Available records:
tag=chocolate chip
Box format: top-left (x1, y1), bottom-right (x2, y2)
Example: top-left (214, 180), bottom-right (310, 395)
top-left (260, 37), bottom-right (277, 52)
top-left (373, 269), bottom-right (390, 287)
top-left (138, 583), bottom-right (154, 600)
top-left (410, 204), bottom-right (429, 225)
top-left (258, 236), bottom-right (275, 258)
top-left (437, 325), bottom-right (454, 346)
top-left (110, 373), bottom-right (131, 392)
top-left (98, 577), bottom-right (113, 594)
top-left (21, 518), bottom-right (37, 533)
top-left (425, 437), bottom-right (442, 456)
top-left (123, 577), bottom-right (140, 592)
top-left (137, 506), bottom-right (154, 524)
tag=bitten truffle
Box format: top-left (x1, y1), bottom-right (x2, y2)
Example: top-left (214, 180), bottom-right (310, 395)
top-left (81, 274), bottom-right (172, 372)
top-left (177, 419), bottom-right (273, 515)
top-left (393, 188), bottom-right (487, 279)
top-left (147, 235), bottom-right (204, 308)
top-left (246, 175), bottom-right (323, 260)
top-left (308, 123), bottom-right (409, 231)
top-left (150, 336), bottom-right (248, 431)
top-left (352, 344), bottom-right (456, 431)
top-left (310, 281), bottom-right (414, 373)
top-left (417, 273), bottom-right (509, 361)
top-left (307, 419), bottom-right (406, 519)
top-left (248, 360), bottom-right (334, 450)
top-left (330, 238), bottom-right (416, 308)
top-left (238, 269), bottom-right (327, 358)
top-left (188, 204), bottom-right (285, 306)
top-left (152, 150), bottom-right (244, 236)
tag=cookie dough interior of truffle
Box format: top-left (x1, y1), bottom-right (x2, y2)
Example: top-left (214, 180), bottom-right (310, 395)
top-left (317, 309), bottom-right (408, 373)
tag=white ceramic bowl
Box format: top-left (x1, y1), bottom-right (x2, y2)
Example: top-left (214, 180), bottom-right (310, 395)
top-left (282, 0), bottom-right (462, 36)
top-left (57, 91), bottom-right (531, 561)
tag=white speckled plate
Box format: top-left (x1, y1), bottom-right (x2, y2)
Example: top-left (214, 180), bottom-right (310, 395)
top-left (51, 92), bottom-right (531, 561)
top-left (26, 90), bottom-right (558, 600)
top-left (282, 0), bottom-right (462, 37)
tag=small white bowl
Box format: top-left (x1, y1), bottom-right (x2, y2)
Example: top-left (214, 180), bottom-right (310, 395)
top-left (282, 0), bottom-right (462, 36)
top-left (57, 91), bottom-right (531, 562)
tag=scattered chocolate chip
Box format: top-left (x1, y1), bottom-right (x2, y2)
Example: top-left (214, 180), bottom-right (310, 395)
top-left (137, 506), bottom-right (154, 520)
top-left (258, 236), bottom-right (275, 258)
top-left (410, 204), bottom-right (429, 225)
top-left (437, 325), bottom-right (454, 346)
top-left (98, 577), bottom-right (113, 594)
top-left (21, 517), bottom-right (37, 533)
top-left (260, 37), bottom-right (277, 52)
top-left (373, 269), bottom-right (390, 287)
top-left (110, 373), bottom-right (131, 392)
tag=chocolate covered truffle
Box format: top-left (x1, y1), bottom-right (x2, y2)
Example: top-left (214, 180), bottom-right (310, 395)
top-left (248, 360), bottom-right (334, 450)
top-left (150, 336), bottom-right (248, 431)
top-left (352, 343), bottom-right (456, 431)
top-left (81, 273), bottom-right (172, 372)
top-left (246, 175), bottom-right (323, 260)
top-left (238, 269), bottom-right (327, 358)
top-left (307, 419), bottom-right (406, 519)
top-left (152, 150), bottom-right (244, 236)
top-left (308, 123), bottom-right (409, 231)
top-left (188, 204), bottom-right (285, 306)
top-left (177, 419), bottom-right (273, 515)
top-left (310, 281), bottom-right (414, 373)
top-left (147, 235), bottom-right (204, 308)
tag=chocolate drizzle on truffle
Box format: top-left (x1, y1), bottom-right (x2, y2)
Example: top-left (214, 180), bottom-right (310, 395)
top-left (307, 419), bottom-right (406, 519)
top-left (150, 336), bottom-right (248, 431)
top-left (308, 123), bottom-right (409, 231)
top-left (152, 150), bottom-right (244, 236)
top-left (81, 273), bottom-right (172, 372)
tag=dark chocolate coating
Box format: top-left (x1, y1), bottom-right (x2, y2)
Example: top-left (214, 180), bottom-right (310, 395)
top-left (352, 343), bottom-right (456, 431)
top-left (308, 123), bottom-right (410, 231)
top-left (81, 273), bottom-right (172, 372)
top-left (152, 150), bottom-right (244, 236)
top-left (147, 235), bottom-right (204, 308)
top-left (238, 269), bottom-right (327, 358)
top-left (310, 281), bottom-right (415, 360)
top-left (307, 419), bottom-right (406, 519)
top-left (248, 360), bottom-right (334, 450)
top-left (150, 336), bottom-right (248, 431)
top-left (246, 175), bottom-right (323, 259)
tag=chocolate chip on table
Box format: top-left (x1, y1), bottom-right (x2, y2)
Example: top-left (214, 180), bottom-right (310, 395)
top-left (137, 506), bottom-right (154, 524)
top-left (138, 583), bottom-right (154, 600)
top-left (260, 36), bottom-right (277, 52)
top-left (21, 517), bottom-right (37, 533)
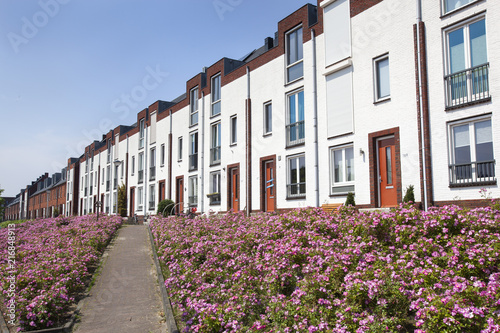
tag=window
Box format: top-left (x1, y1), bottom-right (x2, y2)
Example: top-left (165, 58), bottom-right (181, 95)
top-left (230, 116), bottom-right (238, 145)
top-left (287, 155), bottom-right (306, 198)
top-left (449, 117), bottom-right (496, 187)
top-left (189, 88), bottom-right (198, 126)
top-left (330, 146), bottom-right (354, 194)
top-left (286, 91), bottom-right (305, 146)
top-left (160, 144), bottom-right (165, 166)
top-left (149, 148), bottom-right (156, 181)
top-left (373, 55), bottom-right (391, 102)
top-left (139, 119), bottom-right (144, 149)
top-left (212, 74), bottom-right (221, 116)
top-left (210, 171), bottom-right (220, 205)
top-left (444, 17), bottom-right (490, 107)
top-left (210, 122), bottom-right (221, 165)
top-left (443, 0), bottom-right (476, 14)
top-left (189, 132), bottom-right (198, 171)
top-left (177, 137), bottom-right (182, 161)
top-left (137, 153), bottom-right (144, 184)
top-left (188, 176), bottom-right (198, 207)
top-left (286, 27), bottom-right (304, 82)
top-left (264, 103), bottom-right (273, 135)
top-left (149, 185), bottom-right (155, 210)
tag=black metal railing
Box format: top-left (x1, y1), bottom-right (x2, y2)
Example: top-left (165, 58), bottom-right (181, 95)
top-left (286, 120), bottom-right (305, 146)
top-left (444, 63), bottom-right (490, 107)
top-left (189, 153), bottom-right (198, 171)
top-left (286, 183), bottom-right (306, 198)
top-left (210, 146), bottom-right (220, 165)
top-left (449, 160), bottom-right (496, 186)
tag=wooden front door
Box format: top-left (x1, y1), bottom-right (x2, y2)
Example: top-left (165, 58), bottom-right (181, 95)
top-left (264, 161), bottom-right (276, 212)
top-left (230, 168), bottom-right (240, 212)
top-left (377, 137), bottom-right (398, 207)
top-left (175, 177), bottom-right (184, 214)
top-left (128, 188), bottom-right (135, 216)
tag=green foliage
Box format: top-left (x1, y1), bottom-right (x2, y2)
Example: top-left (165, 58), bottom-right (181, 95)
top-left (118, 183), bottom-right (127, 217)
top-left (157, 199), bottom-right (175, 216)
top-left (403, 185), bottom-right (415, 203)
top-left (345, 192), bottom-right (356, 206)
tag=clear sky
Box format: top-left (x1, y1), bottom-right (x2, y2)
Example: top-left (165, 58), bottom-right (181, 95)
top-left (0, 0), bottom-right (310, 196)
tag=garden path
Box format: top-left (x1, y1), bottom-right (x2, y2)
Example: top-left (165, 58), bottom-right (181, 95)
top-left (73, 225), bottom-right (167, 333)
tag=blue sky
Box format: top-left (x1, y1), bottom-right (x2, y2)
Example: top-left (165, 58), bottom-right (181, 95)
top-left (0, 0), bottom-right (308, 196)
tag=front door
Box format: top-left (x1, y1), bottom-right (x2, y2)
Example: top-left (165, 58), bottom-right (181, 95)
top-left (377, 137), bottom-right (398, 207)
top-left (264, 161), bottom-right (276, 212)
top-left (231, 168), bottom-right (240, 212)
top-left (175, 177), bottom-right (184, 214)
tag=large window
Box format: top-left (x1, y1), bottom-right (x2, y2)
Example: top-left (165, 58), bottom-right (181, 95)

To be done:
In the listing above, copy out the lines word for word, starting at the line that contains "tag=cookie dough interior of truffle" and ending after the line that contains "top-left (57, 91), bottom-right (531, 561)".

Expected answer:
tag=cookie dough interior of truffle
Box format: top-left (x1, y1), bottom-right (x2, y2)
Example: top-left (214, 180), bottom-right (310, 395)
top-left (317, 309), bottom-right (408, 373)
tag=white ceramic bowl
Box format: top-left (x1, y1), bottom-right (x2, y2)
Example: top-left (214, 180), bottom-right (310, 395)
top-left (282, 0), bottom-right (462, 36)
top-left (57, 91), bottom-right (531, 561)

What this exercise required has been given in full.